═══ Input ═══
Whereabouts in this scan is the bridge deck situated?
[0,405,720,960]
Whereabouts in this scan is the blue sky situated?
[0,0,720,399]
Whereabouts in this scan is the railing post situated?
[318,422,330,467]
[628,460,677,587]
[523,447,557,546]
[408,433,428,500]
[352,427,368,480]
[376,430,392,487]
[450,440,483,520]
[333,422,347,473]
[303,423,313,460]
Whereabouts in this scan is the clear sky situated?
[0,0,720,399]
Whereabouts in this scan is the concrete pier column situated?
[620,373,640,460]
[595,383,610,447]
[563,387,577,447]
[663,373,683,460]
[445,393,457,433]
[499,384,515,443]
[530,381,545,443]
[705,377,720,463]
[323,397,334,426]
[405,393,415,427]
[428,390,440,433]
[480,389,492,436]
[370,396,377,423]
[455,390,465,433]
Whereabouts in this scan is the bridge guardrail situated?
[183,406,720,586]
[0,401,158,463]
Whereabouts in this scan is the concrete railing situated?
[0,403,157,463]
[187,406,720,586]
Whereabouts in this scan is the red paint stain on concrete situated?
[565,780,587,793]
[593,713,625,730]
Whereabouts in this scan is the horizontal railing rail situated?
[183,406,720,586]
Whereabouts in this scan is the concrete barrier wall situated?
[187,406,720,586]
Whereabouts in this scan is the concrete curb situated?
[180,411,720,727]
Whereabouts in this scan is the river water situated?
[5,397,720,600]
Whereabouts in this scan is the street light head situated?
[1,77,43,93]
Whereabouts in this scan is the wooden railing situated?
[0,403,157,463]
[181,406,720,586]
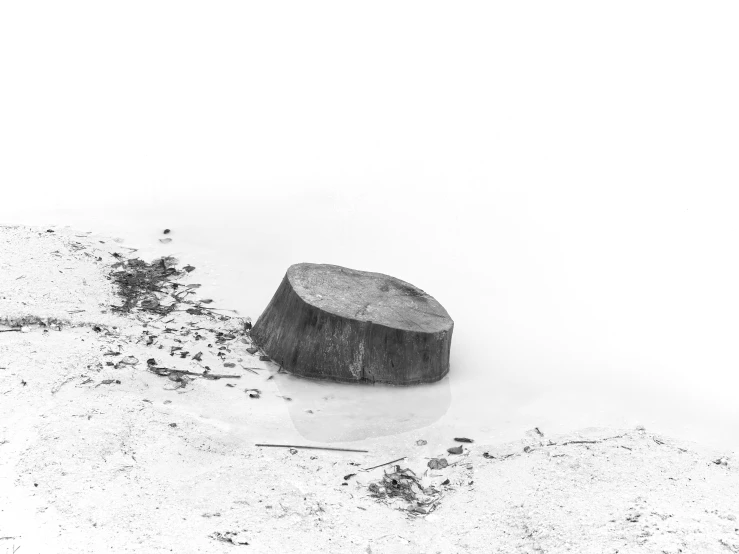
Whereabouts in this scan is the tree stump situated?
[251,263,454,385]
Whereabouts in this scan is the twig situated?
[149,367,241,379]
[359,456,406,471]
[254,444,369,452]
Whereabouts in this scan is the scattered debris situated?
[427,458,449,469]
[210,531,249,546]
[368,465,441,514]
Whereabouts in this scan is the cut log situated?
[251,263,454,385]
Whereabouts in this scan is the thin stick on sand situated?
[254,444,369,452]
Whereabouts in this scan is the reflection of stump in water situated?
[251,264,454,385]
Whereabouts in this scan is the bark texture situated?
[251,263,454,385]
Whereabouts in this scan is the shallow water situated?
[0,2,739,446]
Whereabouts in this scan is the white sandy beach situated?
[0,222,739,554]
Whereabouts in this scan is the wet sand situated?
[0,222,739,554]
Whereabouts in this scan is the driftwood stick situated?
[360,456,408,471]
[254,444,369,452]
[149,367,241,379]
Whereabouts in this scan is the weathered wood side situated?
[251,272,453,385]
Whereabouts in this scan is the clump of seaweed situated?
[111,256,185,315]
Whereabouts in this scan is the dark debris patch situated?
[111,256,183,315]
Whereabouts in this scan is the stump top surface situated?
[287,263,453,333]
═══
## Exercise brief
Rewrite all the entries above, changing every "scan" to "image" and leaving everything else the same; omit the pictures from your answer.

## Result
Whereabouts in this image is the bridge deck situated?
[0,405,720,960]
Whereabouts in this image is the blue sky situated?
[0,0,720,399]
Whereabouts in this image is the railing post situated?
[318,422,330,467]
[628,460,677,587]
[523,447,557,546]
[408,433,428,500]
[352,427,368,480]
[376,430,392,487]
[450,440,483,520]
[333,422,347,473]
[303,423,313,460]
Whereabouts in this image is the clear sky situated?
[0,0,720,399]
Whereabouts in this image is the concrete pier column situated?
[620,373,640,460]
[595,383,610,447]
[563,387,577,447]
[663,373,683,460]
[445,393,457,433]
[499,384,515,443]
[530,381,545,443]
[705,377,720,463]
[323,397,334,426]
[405,393,415,427]
[428,390,440,433]
[480,389,492,436]
[370,396,377,423]
[455,390,465,433]
Whereabouts in this image is the bridge guardrail situated?
[183,406,720,586]
[0,401,158,463]
Whereabouts in this image is the concrete railing situated?
[0,403,157,463]
[187,406,720,586]
Whereabouts in this image is the red paint stain on concrete situated?
[565,780,587,793]
[593,713,625,730]
Whereabouts in this image is the horizontal railing rail situated?
[183,406,720,586]
Whereabouts in this image is the concrete barrier wall situated?
[187,406,720,586]
Whereabouts in this image is the concrete curb situated?
[180,411,720,727]
Whereabouts in this image is the river water situated?
[5,397,720,600]
Whereabouts in this image is the street light head situated?
[1,77,43,93]
Whereabouts in this image is the wooden railing situated?
[0,403,157,463]
[181,406,720,586]
Whereabouts in this image is the tree stump situated?
[251,263,454,385]
Whereabouts in this image is the twig situated?
[149,367,241,379]
[359,456,406,471]
[254,444,369,452]
Whereabouts in this image is the scattered debris situated?
[427,458,449,469]
[210,531,249,546]
[368,465,441,514]
Whereabouts in this image is the cut log situated?
[251,263,454,385]
Whereabouts in this image is the thin stick on sand situated?
[254,444,369,452]
Whereabouts in this image is the reflection of stump in water situated?
[251,264,454,385]
Whereabouts in this image is the bark texture situated?
[251,263,454,385]
Whereabouts in this image is the shallow water situated?
[0,2,739,446]
Whereabouts in this image is the white sandy beach situated?
[0,222,739,554]
Whereabouts in this image is the wet sand situated?
[0,222,739,554]
Whereabouts in this image is the driftwood stick situated?
[360,456,408,471]
[254,444,369,452]
[149,367,241,379]
Whereabouts in this image is the weathered wood side situated?
[251,272,453,385]
Whereabouts in this image is the clump of seaweed situated?
[111,256,185,315]
Whereabouts in this image is the dark debris patch situated?
[111,256,183,315]
Whereabouts in this image is the stump top surface situated?
[287,263,453,333]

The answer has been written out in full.